Records of labeled boxes:
##############################

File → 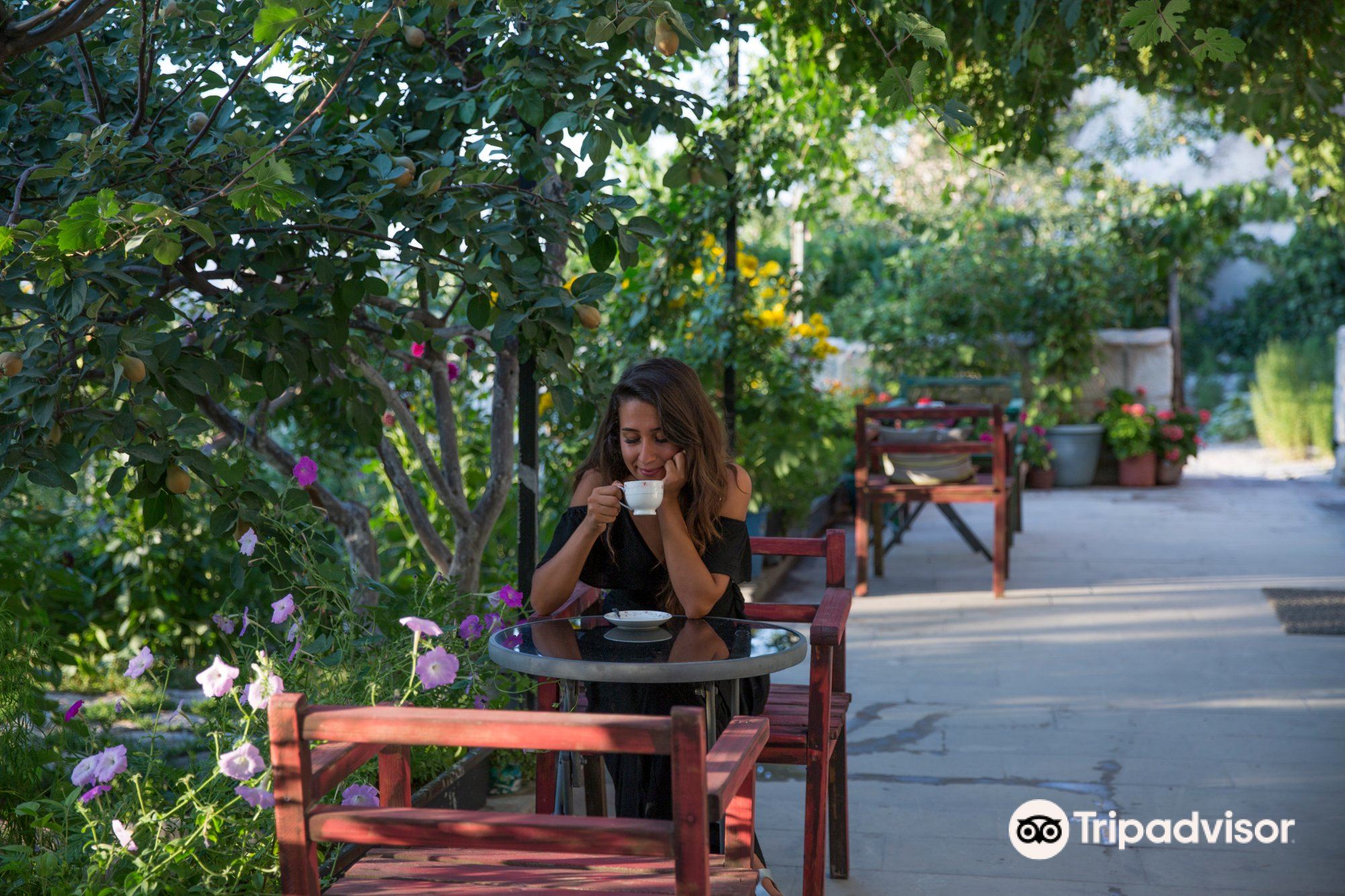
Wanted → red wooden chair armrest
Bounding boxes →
[308,743,383,799]
[811,588,853,647]
[705,716,771,818]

##############################

EXERCISE TASK: Copy every line of the records above word for word, but leave out the pictures.

RESULT:
File → 
Wanted → red wooden chair armrest
Bounding boxes →
[308,743,383,799]
[811,588,853,647]
[705,716,771,818]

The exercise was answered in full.